# PROMPT:
Retype the material word for word.

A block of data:
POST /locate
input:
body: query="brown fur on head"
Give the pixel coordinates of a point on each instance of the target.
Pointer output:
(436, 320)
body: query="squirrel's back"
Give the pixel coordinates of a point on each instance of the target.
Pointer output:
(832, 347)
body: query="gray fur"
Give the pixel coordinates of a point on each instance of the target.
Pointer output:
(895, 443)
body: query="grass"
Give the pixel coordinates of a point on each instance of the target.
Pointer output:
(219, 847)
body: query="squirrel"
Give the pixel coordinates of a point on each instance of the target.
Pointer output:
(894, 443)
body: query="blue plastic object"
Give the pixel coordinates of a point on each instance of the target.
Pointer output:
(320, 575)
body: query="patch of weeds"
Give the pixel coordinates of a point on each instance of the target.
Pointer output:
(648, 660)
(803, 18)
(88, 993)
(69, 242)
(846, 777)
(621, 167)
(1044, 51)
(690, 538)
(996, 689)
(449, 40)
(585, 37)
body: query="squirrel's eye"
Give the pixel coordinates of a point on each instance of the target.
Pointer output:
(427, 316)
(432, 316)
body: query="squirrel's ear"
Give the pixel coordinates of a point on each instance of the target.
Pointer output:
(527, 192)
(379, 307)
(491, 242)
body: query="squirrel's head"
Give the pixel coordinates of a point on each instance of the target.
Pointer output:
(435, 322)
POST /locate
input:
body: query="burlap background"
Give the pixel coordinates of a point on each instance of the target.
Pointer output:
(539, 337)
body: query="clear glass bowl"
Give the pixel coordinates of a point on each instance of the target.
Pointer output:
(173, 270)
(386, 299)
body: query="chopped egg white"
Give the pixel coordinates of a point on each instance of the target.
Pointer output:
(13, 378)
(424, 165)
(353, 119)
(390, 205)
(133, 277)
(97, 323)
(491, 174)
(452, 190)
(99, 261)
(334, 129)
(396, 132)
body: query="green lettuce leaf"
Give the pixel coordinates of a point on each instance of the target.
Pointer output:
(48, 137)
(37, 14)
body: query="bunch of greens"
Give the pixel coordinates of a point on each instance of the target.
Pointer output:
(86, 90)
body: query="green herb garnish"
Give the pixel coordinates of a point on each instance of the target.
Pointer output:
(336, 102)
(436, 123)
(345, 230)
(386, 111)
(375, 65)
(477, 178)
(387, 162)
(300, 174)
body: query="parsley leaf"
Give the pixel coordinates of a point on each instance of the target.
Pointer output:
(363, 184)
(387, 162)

# ANSWER TO THIS TASK:
POST /locate
input:
body: query="brown fur on head"
Give the pixel coordinates of a point on each instance of the target.
Pointer output:
(436, 320)
body: query="squirrel's back"
Give the pixel coordinates of a point on each instance of the target.
Pointer output:
(832, 347)
body: query="gray fur"
Give the pixel coordinates of a point on each instance of the target.
Pointer output:
(895, 443)
body: query="grass"
Give the pixel coordinates of a point on each instance of the target.
Pointer output:
(219, 847)
body: query="squirrel"
Give the pixel coordinates of a point on each instance of the target.
Pointer output:
(894, 443)
body: query="blue plastic object"
Give the pixel coordinates of a point on each instance of the target.
Pointer output:
(320, 575)
body: query="patch of weeds"
Give the pixel coordinates of a point on each instance of the target.
Pointer output:
(648, 660)
(803, 18)
(88, 993)
(69, 242)
(846, 777)
(621, 167)
(1044, 51)
(690, 538)
(996, 689)
(449, 40)
(585, 37)
body: query="squirrel's eye"
Give the pixel coordinates of a point on each instance of the target.
Pointer output:
(427, 316)
(432, 316)
body: query="squirrel's ear"
Give the pixel coordinates of a point on each instance of the target.
Pointer output:
(527, 192)
(379, 307)
(491, 242)
body: query="squirrel's head"
Give the pixel coordinates of a point on each instance of the target.
Pointer output:
(435, 322)
POST /locate
input:
body: query="burlap background"
Give the pixel coordinates of a point on each instance of the target.
Pointer output:
(539, 337)
body: query="clear glass bowl"
Give the pixel coordinates of a point on each instance of the target.
Pointer output:
(173, 270)
(386, 299)
body: query="chopped egg white"
Give the pixel coordinates of a point on each instance of the target.
Pointer output:
(13, 378)
(424, 165)
(353, 119)
(390, 205)
(133, 277)
(97, 323)
(491, 174)
(452, 190)
(99, 261)
(334, 129)
(396, 132)
body: query="green lettuce leaf"
Give the pixel coordinates of a point on each instance of the target.
Pointer output:
(48, 137)
(37, 14)
body: query="bunch of greens"
Give the pixel coordinates of a point on each instance of the target.
Pointer output:
(86, 90)
body: query="green herb garnish"
Give the pixel coordinates of a point on each instance of the target.
Pointer output:
(336, 102)
(436, 123)
(345, 230)
(386, 111)
(375, 65)
(477, 178)
(387, 162)
(300, 174)
body: query="parsley leaf"
Give the pixel coordinates of a point on each instance of the target.
Pointer output:
(363, 184)
(387, 162)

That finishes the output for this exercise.